*Exercise requirements*: Repeat the entries word for word. Leave nothing out.

*Material supplied*:

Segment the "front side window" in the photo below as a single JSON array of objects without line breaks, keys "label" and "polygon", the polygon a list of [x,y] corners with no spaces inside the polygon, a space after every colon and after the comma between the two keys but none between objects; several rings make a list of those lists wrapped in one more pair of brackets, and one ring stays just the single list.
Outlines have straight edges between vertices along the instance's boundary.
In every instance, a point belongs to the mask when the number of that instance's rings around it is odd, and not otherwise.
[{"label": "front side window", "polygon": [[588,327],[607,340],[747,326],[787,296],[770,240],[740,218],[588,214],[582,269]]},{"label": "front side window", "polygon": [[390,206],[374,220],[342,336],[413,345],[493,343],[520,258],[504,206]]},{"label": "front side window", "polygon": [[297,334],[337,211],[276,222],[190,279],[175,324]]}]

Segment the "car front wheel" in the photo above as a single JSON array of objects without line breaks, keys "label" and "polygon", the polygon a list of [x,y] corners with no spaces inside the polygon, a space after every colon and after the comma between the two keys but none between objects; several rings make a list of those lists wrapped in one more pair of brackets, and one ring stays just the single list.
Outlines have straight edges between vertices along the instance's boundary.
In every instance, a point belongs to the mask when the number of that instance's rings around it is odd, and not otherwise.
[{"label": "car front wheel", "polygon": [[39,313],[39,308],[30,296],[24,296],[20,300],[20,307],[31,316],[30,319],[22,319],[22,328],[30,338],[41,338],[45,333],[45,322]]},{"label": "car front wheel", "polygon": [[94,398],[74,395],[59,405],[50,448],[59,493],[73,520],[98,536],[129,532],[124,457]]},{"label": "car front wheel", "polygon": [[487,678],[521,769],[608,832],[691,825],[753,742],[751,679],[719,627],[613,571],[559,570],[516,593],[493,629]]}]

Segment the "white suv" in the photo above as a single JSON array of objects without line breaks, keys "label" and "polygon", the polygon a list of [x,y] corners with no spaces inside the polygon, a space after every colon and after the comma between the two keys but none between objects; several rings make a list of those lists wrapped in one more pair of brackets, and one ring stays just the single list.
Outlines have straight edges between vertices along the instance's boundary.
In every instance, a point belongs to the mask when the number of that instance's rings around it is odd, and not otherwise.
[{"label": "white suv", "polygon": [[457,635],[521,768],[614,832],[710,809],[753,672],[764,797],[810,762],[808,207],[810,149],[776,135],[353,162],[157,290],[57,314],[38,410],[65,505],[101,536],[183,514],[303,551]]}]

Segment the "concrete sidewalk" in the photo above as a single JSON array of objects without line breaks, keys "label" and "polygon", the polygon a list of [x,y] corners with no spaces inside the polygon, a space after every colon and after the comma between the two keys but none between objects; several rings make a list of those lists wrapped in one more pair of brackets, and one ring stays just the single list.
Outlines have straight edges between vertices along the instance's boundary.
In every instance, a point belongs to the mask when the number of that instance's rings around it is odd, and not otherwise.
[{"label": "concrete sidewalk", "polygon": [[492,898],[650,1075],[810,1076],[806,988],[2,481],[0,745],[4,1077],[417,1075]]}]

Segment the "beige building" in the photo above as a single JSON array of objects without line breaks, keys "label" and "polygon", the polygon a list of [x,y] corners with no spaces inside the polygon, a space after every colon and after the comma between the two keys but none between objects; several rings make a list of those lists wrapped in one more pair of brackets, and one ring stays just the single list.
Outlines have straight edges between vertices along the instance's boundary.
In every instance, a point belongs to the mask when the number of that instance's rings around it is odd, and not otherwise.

*Written reply*:
Segment the "front side window" in the photo below as a single JSON array of objects without line breaks, keys "label" and "polygon", the polygon a list of [x,y] corners with no spaces inside the polygon, a space after every colon and after the comma between the two keys but none between objects; several rings make a list of those lists wrapped in one more pair of brackets, and one ring stays just the single list.
Outlines have straight edges between vertices along the instance's boundary.
In every instance, a point belongs to the mask when the number of that instance's rings around it is odd, and not otherwise.
[{"label": "front side window", "polygon": [[588,327],[607,340],[747,326],[787,296],[770,240],[740,218],[588,214],[582,269]]},{"label": "front side window", "polygon": [[390,206],[374,220],[342,336],[413,345],[493,343],[520,258],[504,206]]},{"label": "front side window", "polygon": [[297,334],[337,211],[276,222],[190,279],[175,324]]}]

Segment the "car front wheel" in the photo above as a single JSON array of objects without line breaks, keys "label" and "polygon", the polygon a list of [x,y] corners with no spaces inside the polygon, a space after every colon and after the comma between the two keys but none between objects; several rings make a list of those lists wrapped in one more pair of brackets, and one ring stays just the single list.
Outlines have straight edges between vertices along the instance's boundary.
In every instance, a point belongs to the mask when the number of that instance's rings around it is odd, and not otherwise.
[{"label": "car front wheel", "polygon": [[39,313],[39,308],[30,296],[24,296],[20,300],[20,307],[31,316],[30,319],[22,319],[22,328],[30,338],[41,338],[45,333],[45,322]]},{"label": "car front wheel", "polygon": [[94,398],[74,395],[59,405],[50,448],[59,493],[73,520],[98,536],[129,532],[124,457]]},{"label": "car front wheel", "polygon": [[487,678],[521,769],[608,832],[691,825],[753,742],[751,679],[719,627],[613,571],[559,570],[516,593],[493,629]]}]

Segment the "white suv" in the photo above as a single JSON array of objects without line breaks, keys "label" and "polygon", the polygon a list of [x,y] corners with no spaces inside the polygon, a space after every colon and after the comma between the two keys but none between objects; several rings make a list of those lists wrapped in one more pair of brackets, and one ring stays just the single list.
Outlines have straight edges between vertices along the instance's boundary.
In every instance, a point belongs to the mask when the number of that instance's rings around it is odd, and not otherwise.
[{"label": "white suv", "polygon": [[457,635],[521,768],[614,832],[710,809],[753,672],[764,797],[810,762],[808,207],[810,149],[776,135],[353,162],[157,290],[57,314],[38,410],[65,505],[101,536],[183,514],[303,551]]}]

Segment the "concrete sidewalk" in the photo above as a single JSON array of objects without line breaks, keys "label" and "polygon", the polygon a list of [x,y] corners with no spaces inside the polygon, a space after every colon and after the comma between the two keys but none between objects; several rings make a list of those lists wrapped in one more pair of brackets, and one ring stays just the single list.
Outlines have straight edges between vertices along the instance's boundary.
In every instance, a point belongs to the mask when the number of that instance's rings around it is odd, and not otherwise.
[{"label": "concrete sidewalk", "polygon": [[492,898],[650,1075],[810,1076],[806,988],[2,481],[0,745],[4,1077],[417,1075]]}]

Segment the "beige building" in the photo above as a single JSON array of objects without line breaks, keys "label" and "polygon", the polygon a list of [x,y] corners with no spaces inside the polygon, a space after every colon and after the comma between the two keys but none between objects; several rings make a list of those lists wrapped in one more pair of brackets, and one ring stays just the single list.
Outlines have straight edges between vertices along the instance's boundary.
In every instance, a point belongs to the mask when the number of that instance's rings around it is odd, and not otherwise.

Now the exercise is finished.